SET EXERCISE:
An exact copy of all the data is required, with pictures left out.

___ SUPPLIED RECORDS ___

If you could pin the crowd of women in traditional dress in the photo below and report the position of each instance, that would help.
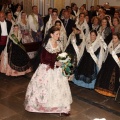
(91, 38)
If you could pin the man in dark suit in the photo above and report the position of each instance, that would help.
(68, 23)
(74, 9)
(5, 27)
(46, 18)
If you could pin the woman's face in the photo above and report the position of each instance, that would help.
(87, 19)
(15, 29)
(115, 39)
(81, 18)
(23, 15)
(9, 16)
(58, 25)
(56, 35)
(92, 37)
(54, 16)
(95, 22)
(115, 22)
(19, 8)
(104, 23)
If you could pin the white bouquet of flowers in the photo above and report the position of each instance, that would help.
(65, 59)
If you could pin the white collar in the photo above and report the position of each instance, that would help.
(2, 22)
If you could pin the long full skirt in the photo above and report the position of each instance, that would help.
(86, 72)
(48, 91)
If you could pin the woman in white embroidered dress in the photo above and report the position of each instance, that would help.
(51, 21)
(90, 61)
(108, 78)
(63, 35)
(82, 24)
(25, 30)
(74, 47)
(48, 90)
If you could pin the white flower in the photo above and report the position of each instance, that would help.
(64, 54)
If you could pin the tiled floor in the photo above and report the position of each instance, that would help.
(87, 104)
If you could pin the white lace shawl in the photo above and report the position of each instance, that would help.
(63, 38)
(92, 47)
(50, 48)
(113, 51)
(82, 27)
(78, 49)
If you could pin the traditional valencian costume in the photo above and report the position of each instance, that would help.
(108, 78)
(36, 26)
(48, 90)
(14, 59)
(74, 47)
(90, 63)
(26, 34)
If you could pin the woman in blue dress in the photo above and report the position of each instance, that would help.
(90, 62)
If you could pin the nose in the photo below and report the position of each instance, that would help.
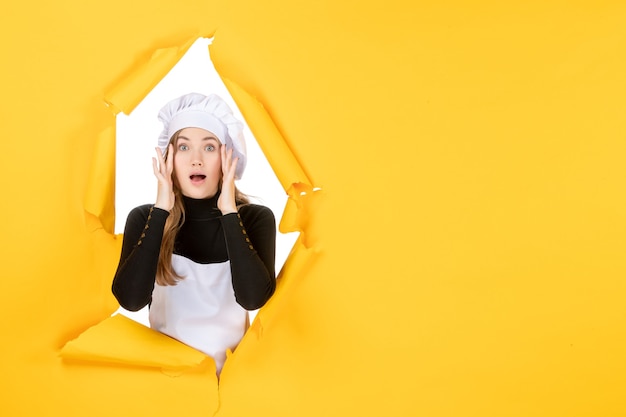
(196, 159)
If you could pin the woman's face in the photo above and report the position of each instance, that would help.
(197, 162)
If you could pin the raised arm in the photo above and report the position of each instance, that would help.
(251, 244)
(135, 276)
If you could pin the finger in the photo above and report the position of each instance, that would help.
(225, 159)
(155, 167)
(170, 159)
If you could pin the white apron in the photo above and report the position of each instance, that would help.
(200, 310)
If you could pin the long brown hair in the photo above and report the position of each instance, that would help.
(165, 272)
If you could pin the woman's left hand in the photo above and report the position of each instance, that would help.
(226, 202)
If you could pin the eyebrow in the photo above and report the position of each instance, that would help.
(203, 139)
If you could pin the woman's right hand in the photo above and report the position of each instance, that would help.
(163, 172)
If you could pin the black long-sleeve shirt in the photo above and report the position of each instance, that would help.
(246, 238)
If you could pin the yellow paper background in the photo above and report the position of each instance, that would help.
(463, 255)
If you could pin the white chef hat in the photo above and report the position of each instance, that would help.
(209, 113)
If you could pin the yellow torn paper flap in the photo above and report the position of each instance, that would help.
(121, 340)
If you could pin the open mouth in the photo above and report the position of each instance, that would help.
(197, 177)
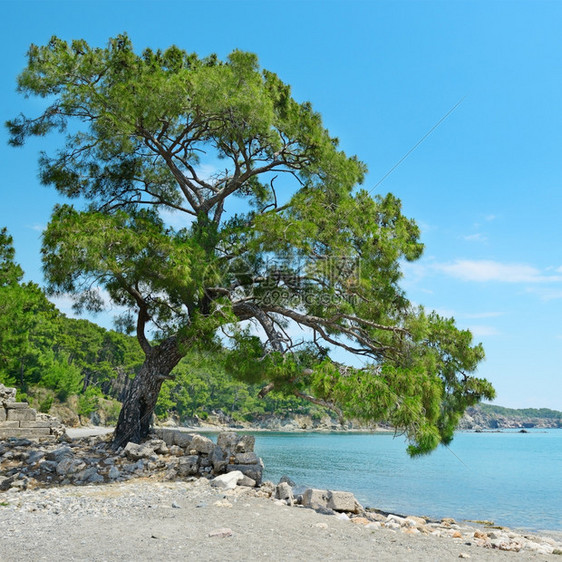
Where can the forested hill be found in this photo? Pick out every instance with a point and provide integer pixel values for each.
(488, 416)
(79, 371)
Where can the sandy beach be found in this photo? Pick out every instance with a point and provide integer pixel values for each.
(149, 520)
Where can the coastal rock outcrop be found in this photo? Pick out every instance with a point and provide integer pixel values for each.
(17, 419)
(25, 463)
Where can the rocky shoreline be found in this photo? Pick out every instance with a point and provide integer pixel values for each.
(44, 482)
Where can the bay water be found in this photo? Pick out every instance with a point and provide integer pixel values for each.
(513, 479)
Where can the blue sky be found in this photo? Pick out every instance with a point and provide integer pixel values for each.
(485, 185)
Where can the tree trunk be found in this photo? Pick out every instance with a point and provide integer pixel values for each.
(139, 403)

___

RESULT OF THIS EXERCISE:
If you could pin the crowd of women in traditional dress in the photo below and report the position of each instance, that would help.
(91, 38)
If you could pin the man in dark suit in the photo above and report the position of each instance, that would help.
(68, 23)
(74, 9)
(5, 27)
(46, 18)
If you could pin the woman's face in the photo above and report the position of each instance, that would help.
(87, 19)
(15, 29)
(115, 39)
(81, 18)
(23, 15)
(9, 16)
(58, 25)
(56, 35)
(92, 37)
(54, 16)
(95, 22)
(115, 22)
(19, 8)
(104, 23)
If you could pin the white bouquet of flowers in the photo above and report the position of each instance, that would help.
(65, 59)
If you could pin the white collar in the photo above and report the position of each instance, that would help.
(2, 22)
If you could pin the long full skirt in the photo above and report the position of each instance, that would help.
(86, 72)
(48, 91)
If you could pin the woman in white embroidered dress in the photo above and report the position of each instance, that would help.
(51, 21)
(90, 61)
(108, 78)
(63, 35)
(82, 24)
(25, 30)
(74, 47)
(48, 90)
If you could pin the white flower in the photo above and report the position of each instance, that would help.
(64, 54)
If you could pin the tiled floor in the photo above and report the position of each instance, that would help.
(87, 104)
If you could pin the white lace shawl in the photo above and report the position of each instance, that would help.
(63, 38)
(92, 47)
(50, 48)
(113, 51)
(82, 27)
(78, 49)
If you could pin the traditional valencian costume in the photo above and report the position of each instance, that would help.
(108, 78)
(36, 26)
(48, 90)
(14, 59)
(74, 47)
(90, 63)
(26, 34)
If you could pin the woman in blue dress in the photo above and report the position of each instance, that would help.
(90, 62)
If you could pin the nose in the photo below and report the position of each instance, that would help.
(196, 159)
If you could pin the woman's face in the photo above and report the position of each instance, that would help.
(197, 162)
If you could pin the raised arm in the photo above and report the position of each instance, that would help.
(251, 244)
(135, 276)
If you could pin the finger in the photo above and report the position of each instance, that would help.
(225, 159)
(155, 167)
(170, 159)
If you could pin the white apron in the photo above and report the position of each instance, that would help.
(200, 310)
If you could pin the long brown hair in the photo above and report the position of each instance, that would help.
(165, 272)
If you could pin the woman's left hand in the photo above and report the position of each instance, that would help.
(226, 202)
If you could pin the eyebrow in the photo above and report the position of each instance, that would help.
(203, 139)
If you could pin the woman's right hand in the photo above and report the position of each instance, that would help.
(163, 172)
If you could pin the black long-sleeve shirt in the photo above and report the position of each instance, that would help.
(246, 238)
If you could pin the yellow paper background in the photo above and report the position of each instance, that would help.
(463, 255)
If you could pin the white chef hat in the photo above and report the position of each instance, that would help.
(209, 113)
If you could pin the yellow torn paper flap in the photo above and report the position of each instance, that would help.
(121, 340)
If you could pin the open mouth in the photo above and report the position of each instance, that would help.
(197, 177)
Where can the forested hill be found in this photo? Pick out every instance with a point and provide integer pixel values for each.
(488, 416)
(79, 371)
Where can the sandy beach be found in this photo? Pick out every instance with a point and provide integer pixel values for each.
(149, 520)
Where can the coastal rock outcrop be found in this photo? Pick out every instance with a point and provide integer pixel values for each.
(17, 419)
(25, 463)
Where can the rocky shoreline be found in this photo? Pick out every instance with a point and provide integer pixel values for each.
(44, 482)
Where can the bay water be found in this photo? Pick out every instance with a point and provide integer pixel values for each.
(513, 479)
Where can the blue sky be found in this photo? Pick out every instance with a point and provide integer pixel values for each.
(485, 185)
Where can the tree trunk be found in this photo? Pick out every instance with a point and provide integer pixel values for each.
(139, 403)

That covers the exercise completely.